短い課題 1 =
VISION EQXXの走行記録に関する文章によると、シュトゥットガルトからシルバーストーンまでのロードトリップで達成した平均消費電力はいくらか。
短い課題 2 =
VISION EQXXの走行記録に関する文章を、最後の文の後から書き進めること。

本文ブロック =
◇ ◇ ◇

メルセデス・ベンツ、VISION EQXXの走行テストで効率性記録を更新~1回の充電でシュトゥットガルトからシルバーストーンまで1,202kmのロードトリップ~

旅は続く:メルセデス・ベンツ史上最も効率的な車両が、さらなる長距離ドライブで8.3 kWh/100 kmの効率と優れた熱管理能力を実証

メルセデス・ベンツ VISION EQXXは、1回の充電で1,000km以上走行し、実走行における自身の効率性記録を更新しました。4月にシュトゥットガルトからカシス(フランス)まで記録的な初走行を行った研究車両は、シュトゥットガルトからシルバーストーン(イギリス)まで1,202kmのロードトリップを行い、さらに高いハードルを設定しました。VISION EQXXは、シュトゥットガルト付近でアウトバーンの閉鎖と迂回路を確保した後、ストラスブール付近でフランス国境を越え、北フランスを高速道路で通過してカレーに到着し、ユーロトンネルに乗り込みました。その後、M25でロンドンを回り、ブラックリーのメルセデス・ベンツ・グランプリに立ち寄りました。そこで待ち受けていたのは、先進のドライブトレインの開発に携わったF1やフォーミュラEのエキスパートたちでした。その後、VISION EQXXはシルバーストーンに移動し、特別ゲストドライバーのニュック・デ・フリースに歓迎されました。メルセデスEQフォーミュラEチームのオランダ人ドライバーは、英国を代表するサーキットで、研究車両に手加減することなく最高速度140km/hで走らせました。そして、ピットレーンで最後の充電を行い、11周を走破しました。このロードトリップの間、VISION EQXXは革新的な熱管理システムを活用し、激しい交通渋滞と夏の気温の中で平均8.3kWh/100kmの消費電力を達成しました。

VISION EQXXの公道での長距離走行は、メルセデス・ベンツの電気効率化技術の有効性を現実の幅広い交通シナリオで証明するだけでなく、研究開発の専門家に、現在進行中の開発プログラムのための貴重なデータを提供しています。

「旅は続く - さらに遠くへ、さらに効率的に! VISION EQXXは、1回の充電で1,000km以上を容易に走行できることを、今回も証明しました。メルセデス・ベンツが2030年までに市場環境が許す限りすべての車両を電気自動車にすることを目指している中で、最先端技術、チームワーク、決意の組み合わせによって実際に達成できることを世界に示すことが重要です」と、メルセデス・ベンツ グループ AG取締役会メンバーで開発・調達担当最高技術責任者のマーカス・シェイファーは述べています。

VISION EQXXは一度だけでは不十分 - さまざまな条件下で実力を証明する

VISION EQXXの成功が証明されたのは、今年4月のことでした。シュトゥットガルトからフランス地中海沿岸のカシスまでの1,008kmを走行するという、記録的な初走行が実現したのです。気温は肌寒い3度から春らしい18度の間で、エネルギー消費量は8.7kWh/100km、到着時の航続距離は約140kmで走破しました。しかし、一度だけでは十分ではありません。真の実力を示し、開発プロセスを次の段階に進めるため、エンジニアリングチームは、VISION EQXXを支えるテクノロジーをさまざまな条件下でテストするために、何度もロードトリップを実施しているのです。

◇ ◇ ◇

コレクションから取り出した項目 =
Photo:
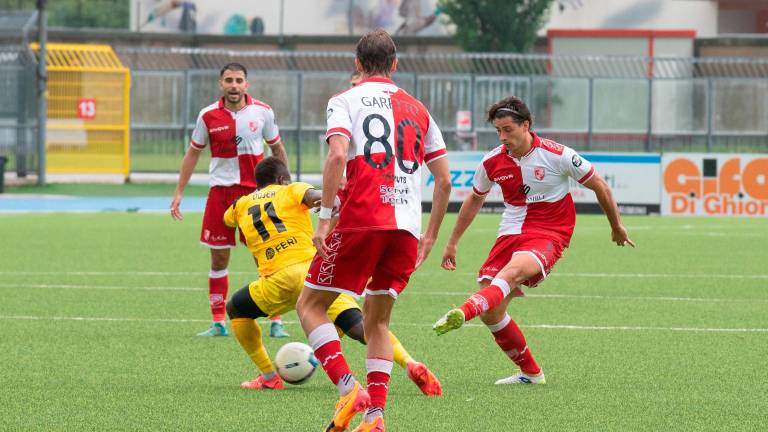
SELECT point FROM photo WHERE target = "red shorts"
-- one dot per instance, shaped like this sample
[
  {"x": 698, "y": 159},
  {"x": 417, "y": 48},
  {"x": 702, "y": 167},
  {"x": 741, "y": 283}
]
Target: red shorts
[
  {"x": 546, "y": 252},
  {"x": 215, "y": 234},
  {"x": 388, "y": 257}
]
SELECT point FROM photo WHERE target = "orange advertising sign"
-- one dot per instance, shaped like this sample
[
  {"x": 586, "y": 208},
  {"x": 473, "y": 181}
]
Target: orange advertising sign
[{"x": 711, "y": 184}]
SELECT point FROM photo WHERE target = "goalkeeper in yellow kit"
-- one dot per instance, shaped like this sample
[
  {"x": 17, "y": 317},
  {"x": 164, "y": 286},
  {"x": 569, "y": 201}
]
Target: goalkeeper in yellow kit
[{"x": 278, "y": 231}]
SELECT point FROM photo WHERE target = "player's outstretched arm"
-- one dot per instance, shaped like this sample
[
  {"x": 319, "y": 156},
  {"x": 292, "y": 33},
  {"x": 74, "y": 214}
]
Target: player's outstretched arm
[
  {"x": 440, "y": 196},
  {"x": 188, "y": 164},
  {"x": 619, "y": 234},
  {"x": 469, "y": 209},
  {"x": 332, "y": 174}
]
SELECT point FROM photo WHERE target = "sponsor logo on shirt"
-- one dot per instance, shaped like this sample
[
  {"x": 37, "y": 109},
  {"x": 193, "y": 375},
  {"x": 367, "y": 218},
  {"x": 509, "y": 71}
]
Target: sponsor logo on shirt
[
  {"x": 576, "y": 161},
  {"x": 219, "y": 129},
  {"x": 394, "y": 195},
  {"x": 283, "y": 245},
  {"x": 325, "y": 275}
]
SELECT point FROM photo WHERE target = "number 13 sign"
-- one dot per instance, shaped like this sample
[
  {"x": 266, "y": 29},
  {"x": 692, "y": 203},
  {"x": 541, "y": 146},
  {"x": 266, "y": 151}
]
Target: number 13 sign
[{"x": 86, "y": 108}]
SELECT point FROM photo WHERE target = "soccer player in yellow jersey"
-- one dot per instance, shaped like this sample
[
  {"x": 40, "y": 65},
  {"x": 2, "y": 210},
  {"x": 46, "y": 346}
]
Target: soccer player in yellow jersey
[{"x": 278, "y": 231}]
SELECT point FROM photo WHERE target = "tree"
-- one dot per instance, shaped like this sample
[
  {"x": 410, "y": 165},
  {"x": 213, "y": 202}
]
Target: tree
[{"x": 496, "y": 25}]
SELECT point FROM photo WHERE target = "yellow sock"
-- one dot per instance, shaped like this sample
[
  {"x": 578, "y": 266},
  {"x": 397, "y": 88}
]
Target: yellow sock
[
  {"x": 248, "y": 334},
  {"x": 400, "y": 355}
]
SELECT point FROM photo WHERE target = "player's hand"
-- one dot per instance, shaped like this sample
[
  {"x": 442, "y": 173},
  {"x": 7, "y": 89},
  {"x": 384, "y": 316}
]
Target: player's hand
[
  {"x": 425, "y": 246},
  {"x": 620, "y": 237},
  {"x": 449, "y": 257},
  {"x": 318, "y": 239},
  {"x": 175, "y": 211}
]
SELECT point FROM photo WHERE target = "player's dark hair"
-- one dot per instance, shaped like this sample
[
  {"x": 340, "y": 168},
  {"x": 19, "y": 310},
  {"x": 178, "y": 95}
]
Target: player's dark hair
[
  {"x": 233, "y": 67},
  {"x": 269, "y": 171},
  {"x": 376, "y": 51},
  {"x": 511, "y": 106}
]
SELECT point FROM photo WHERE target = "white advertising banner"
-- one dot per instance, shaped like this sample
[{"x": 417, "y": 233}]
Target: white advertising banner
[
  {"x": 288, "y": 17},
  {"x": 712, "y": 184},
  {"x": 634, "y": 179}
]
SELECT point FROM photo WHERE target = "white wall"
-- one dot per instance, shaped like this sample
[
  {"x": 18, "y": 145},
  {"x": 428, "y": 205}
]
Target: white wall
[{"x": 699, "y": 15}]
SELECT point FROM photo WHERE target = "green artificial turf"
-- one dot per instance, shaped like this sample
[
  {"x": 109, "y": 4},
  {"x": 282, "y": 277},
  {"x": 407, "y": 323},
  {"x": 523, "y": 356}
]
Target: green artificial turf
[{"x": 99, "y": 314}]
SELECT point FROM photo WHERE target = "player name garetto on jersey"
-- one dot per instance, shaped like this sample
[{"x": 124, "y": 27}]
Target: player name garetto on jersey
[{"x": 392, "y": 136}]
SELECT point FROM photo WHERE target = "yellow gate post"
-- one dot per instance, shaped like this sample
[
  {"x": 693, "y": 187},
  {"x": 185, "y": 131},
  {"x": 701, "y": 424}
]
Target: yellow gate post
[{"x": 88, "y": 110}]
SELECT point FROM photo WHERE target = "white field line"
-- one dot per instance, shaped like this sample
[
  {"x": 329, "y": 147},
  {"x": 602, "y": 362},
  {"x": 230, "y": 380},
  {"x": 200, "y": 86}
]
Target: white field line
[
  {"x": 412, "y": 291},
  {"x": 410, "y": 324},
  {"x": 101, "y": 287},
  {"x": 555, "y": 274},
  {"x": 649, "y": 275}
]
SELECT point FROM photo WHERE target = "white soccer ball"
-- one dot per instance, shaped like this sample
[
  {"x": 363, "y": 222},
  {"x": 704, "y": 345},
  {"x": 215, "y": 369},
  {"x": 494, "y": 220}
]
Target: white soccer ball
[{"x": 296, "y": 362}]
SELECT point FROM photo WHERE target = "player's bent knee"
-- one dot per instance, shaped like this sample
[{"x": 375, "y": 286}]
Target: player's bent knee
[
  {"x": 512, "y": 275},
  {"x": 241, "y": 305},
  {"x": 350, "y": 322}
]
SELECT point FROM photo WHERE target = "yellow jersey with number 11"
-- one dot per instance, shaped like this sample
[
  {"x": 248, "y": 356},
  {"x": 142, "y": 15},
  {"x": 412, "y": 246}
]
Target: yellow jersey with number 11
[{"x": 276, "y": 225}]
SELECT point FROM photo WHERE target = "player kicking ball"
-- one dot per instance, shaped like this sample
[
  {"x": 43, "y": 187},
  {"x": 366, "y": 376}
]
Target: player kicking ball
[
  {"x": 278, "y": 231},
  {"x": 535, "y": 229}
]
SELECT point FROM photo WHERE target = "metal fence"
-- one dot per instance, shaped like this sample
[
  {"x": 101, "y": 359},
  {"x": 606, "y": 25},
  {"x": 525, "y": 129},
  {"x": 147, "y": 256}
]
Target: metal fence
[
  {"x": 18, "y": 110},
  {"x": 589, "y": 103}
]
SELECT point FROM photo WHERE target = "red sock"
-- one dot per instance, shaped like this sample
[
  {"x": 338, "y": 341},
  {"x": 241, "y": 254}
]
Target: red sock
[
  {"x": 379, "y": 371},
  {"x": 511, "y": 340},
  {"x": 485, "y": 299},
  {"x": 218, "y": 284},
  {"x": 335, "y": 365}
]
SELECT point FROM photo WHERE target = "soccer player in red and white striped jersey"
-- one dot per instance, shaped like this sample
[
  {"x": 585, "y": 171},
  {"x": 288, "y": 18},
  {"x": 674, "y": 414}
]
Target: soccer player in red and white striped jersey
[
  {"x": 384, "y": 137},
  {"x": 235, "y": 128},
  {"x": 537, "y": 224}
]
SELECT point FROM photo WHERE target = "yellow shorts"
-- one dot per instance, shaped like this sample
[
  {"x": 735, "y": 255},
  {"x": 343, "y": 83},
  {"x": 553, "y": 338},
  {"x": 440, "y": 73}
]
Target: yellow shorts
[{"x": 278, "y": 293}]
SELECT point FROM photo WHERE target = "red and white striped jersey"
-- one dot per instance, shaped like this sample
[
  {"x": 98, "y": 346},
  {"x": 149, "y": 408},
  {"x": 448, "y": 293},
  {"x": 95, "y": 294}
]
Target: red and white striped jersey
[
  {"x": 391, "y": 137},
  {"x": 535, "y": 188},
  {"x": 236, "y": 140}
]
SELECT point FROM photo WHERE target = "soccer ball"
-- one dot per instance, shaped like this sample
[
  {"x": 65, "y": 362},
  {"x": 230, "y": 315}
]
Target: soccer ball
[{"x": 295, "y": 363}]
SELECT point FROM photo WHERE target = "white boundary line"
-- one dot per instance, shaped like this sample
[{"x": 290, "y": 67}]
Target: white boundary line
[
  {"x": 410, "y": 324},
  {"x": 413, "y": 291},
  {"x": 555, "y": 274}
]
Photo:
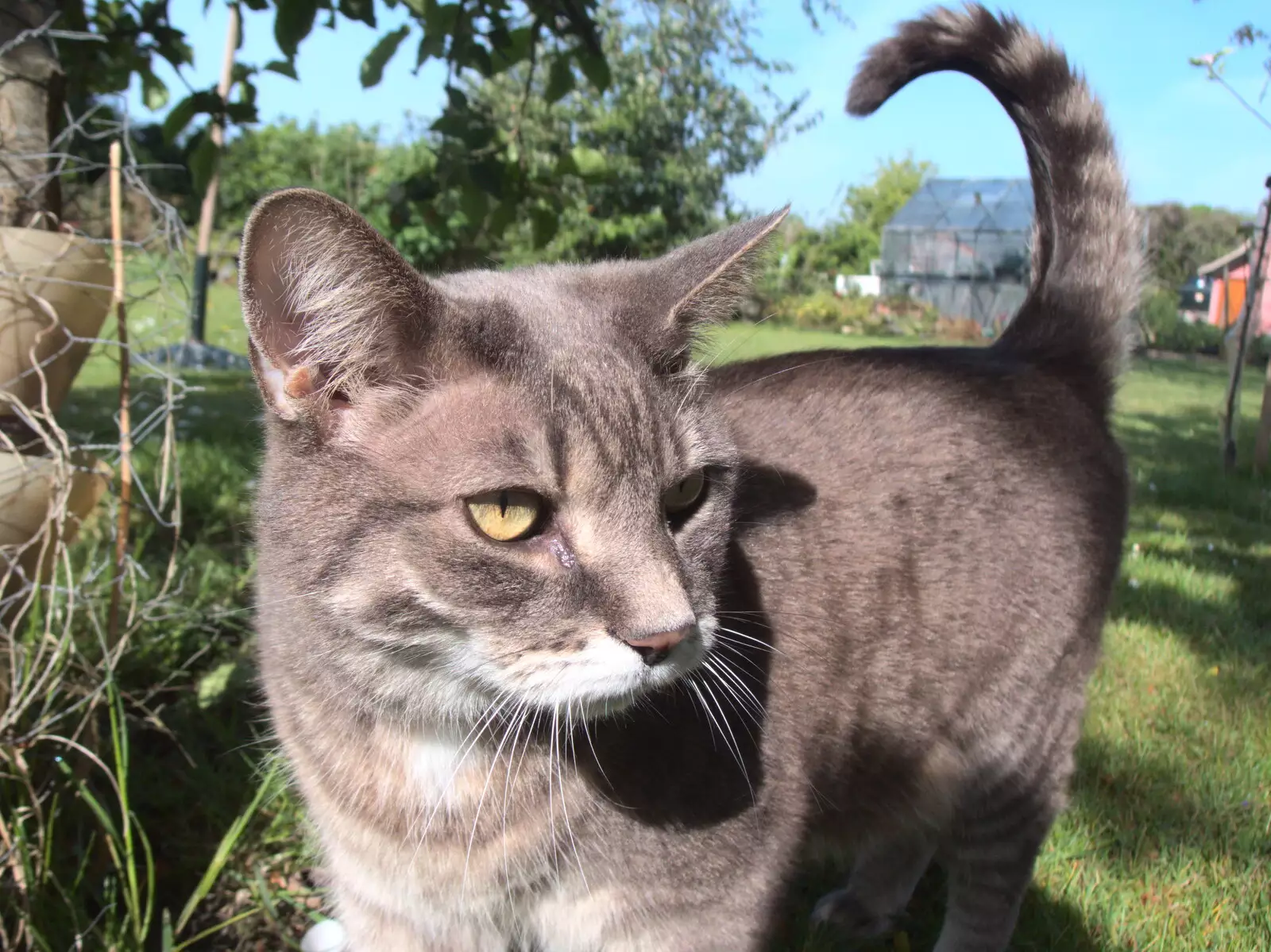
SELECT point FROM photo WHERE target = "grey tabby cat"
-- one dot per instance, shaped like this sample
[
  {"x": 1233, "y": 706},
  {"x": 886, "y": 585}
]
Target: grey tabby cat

◇ ◇ ◇

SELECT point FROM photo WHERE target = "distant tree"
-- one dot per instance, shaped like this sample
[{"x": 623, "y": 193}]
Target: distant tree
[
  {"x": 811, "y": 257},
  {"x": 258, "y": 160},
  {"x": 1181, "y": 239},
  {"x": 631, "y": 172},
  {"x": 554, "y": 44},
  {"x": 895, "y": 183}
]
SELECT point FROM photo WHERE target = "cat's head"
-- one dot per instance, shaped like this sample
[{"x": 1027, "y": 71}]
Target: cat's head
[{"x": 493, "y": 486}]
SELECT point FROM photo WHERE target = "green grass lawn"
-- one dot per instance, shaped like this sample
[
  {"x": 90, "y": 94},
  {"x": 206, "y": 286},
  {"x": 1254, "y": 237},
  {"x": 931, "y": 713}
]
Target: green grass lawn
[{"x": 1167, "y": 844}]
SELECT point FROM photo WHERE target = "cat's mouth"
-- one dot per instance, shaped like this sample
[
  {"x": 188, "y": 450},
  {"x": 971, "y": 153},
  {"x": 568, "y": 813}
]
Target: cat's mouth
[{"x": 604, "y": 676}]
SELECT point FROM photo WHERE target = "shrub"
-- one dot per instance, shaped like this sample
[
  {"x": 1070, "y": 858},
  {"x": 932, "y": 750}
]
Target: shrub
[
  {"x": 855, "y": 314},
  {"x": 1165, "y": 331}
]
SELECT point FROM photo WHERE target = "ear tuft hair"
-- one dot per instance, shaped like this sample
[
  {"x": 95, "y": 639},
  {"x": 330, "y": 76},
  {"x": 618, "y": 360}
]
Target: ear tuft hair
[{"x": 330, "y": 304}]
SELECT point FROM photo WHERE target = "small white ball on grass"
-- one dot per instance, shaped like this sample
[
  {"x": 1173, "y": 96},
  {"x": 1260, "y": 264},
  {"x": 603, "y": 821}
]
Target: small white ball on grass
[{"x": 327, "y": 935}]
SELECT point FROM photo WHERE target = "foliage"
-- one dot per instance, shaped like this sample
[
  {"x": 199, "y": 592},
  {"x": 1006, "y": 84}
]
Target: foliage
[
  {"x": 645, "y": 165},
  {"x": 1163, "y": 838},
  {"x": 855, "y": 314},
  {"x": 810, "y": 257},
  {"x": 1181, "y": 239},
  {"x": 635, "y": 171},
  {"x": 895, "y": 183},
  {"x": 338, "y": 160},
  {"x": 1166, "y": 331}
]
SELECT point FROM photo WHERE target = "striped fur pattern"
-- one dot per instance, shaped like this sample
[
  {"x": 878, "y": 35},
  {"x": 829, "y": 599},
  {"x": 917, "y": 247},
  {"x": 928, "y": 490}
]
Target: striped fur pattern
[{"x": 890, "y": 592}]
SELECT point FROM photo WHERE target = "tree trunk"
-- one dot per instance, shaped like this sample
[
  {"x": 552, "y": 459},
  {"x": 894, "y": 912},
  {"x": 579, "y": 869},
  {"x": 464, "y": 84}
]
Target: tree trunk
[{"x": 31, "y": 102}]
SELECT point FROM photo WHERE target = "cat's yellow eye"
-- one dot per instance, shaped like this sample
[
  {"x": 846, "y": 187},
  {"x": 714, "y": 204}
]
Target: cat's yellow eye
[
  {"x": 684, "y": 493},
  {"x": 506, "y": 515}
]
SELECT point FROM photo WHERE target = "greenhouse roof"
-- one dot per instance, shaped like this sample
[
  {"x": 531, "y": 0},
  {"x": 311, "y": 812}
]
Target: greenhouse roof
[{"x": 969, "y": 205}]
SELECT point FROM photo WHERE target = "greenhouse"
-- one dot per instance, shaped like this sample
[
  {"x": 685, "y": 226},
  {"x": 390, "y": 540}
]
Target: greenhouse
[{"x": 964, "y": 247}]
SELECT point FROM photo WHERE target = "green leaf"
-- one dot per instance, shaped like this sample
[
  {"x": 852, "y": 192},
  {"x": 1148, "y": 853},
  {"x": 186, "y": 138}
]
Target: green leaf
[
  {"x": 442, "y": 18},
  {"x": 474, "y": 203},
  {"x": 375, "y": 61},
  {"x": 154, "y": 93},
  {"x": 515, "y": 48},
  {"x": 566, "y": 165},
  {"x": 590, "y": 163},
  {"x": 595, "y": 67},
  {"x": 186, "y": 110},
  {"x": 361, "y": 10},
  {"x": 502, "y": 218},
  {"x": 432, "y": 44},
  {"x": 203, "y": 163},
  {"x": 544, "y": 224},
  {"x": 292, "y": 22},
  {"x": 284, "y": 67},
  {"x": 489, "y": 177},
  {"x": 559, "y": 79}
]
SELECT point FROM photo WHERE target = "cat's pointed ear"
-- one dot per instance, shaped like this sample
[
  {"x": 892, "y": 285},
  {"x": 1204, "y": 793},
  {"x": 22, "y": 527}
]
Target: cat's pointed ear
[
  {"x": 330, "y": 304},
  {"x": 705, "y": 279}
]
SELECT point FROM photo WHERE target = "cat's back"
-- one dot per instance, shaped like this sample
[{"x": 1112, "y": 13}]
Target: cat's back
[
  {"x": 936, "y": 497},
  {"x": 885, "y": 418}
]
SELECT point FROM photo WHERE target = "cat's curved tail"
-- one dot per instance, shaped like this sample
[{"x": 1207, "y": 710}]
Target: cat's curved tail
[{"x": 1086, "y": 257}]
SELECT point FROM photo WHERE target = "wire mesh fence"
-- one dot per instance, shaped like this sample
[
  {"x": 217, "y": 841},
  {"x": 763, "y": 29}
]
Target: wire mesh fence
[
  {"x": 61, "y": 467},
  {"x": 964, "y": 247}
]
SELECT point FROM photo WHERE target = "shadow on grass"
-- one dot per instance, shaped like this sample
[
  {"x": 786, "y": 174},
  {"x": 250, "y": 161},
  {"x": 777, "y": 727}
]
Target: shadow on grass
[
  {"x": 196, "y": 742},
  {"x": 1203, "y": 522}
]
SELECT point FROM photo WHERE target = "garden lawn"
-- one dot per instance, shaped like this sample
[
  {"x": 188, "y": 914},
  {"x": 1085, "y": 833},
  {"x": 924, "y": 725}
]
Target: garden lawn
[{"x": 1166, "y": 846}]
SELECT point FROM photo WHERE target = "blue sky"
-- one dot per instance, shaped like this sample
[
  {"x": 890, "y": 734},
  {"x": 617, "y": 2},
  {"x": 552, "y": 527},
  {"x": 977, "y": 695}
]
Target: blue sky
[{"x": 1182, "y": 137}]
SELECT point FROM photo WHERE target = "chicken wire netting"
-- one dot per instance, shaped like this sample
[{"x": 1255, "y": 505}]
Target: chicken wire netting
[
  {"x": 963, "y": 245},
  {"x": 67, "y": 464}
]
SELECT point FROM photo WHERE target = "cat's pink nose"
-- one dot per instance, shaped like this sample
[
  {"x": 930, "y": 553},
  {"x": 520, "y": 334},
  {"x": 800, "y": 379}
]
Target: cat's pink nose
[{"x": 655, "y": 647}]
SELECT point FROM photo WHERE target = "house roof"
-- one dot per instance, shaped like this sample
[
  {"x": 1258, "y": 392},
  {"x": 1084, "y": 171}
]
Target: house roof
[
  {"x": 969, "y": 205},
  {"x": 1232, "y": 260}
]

◇ ◇ ◇

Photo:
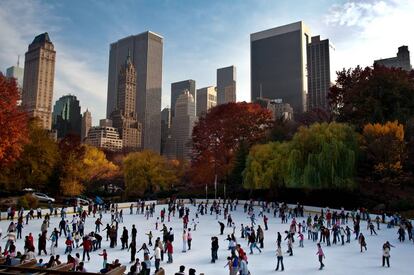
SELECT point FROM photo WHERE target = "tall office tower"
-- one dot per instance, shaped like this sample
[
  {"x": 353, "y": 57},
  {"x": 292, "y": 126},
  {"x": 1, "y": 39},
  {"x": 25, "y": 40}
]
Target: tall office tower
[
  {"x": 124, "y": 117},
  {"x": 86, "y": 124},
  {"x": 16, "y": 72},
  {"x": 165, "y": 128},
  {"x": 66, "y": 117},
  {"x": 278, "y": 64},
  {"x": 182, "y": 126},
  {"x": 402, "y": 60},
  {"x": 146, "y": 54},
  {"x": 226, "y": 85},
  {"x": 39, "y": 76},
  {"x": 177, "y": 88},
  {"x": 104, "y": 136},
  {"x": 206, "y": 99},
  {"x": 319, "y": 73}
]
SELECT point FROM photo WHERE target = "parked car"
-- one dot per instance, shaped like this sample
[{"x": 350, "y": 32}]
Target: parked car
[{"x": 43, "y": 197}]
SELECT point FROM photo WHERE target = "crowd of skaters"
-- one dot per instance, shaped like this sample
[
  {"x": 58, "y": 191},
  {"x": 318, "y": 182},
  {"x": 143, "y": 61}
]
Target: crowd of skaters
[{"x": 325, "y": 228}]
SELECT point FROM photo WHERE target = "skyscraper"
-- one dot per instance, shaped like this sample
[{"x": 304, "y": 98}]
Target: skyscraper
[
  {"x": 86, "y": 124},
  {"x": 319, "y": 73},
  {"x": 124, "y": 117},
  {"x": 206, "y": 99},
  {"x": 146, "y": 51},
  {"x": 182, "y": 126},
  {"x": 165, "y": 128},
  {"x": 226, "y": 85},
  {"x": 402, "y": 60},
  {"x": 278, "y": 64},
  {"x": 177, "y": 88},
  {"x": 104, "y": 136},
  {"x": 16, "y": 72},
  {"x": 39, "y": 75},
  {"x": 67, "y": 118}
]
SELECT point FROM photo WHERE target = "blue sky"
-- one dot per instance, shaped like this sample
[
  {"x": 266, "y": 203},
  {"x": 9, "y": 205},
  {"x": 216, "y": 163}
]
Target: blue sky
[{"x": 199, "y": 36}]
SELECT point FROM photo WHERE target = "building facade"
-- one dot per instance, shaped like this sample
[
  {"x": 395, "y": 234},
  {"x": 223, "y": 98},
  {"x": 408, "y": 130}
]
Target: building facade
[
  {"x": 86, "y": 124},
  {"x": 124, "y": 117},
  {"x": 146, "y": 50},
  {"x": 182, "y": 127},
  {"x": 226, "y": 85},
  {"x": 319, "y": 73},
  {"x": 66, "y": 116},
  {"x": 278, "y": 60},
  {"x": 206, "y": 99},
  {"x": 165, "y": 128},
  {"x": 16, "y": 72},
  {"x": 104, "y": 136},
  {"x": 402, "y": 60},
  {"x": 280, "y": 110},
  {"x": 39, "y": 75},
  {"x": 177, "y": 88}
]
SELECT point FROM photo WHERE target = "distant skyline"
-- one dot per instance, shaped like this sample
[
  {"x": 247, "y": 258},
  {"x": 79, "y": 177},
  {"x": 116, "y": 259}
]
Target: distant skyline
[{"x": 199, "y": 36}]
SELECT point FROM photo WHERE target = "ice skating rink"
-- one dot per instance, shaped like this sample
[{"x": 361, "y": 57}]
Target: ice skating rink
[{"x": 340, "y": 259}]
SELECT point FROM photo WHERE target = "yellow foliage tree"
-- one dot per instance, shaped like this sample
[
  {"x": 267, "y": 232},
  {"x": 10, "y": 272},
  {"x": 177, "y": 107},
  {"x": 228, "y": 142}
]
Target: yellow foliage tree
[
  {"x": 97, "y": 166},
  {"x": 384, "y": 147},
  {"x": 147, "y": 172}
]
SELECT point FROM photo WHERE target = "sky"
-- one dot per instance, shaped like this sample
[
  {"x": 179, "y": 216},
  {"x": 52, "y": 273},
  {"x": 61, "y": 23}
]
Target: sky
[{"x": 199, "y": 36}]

◇ ◇ ◇

課題の出力 1 =
平均8.3kWh/100km。

課題の出力 2 =
冷静さを保つ - 革新的で効率的な熱管理

今回のルートは、気温が低いわけでも、アルプス山脈のような過酷なエネルギー使用やエネルギー回生のシナリオがあるわけでもありません。今回の主な課題は、最高気温30℃の夏と、シュトゥットガルト周辺およびイギリス南東部での交通密度の上昇でした。それでもVISION EQXXは、その革新的な熱管理システムのおかげで、全行程において冷静さを保つことができました。

電気駆動ユニットの優れた効率性により、廃熱はごくわずかです。そのため、熱管理システムは極めて小型・軽量に保たれています。エアロシャッター、冷却水バルブ、ポンプを慎重に設計し、電気駆動装置が最小限のエネルギーコストで最も効率的な温度バランスを維持するようにします。革新的なエアフローマネジメントと車両フロアに設置された冷却プレートの組み合わせにより、VISION EQXXの下面に沿って流れる空気を利用することができます。これは、通常の条件下で電気駆動装置を冷却するための最も空気力学的に効率の良い方法であり、最も空気力学的なモードでは航続距離を約2%伸ばすことが可能です。

高い外気温とストップ&ゴーの多い高速道路では、電気ドライブトレインと客室の冷却が必要でした。しかし、オンデマンドの冷却システムは、航続距離に大きな影響を与えることなく、すべてをうまく処理しました。VISION EQXXに搭載されたマルチソースヒートポンプは、夏の暑い気候の中で車内温度を涼しく保つのに非常に効果的であることが証明されました。14時間30分の走行中、エアコンは8時間強作動しましたが、全体のエネルギー消費に与える悪影響はごくわずかでした。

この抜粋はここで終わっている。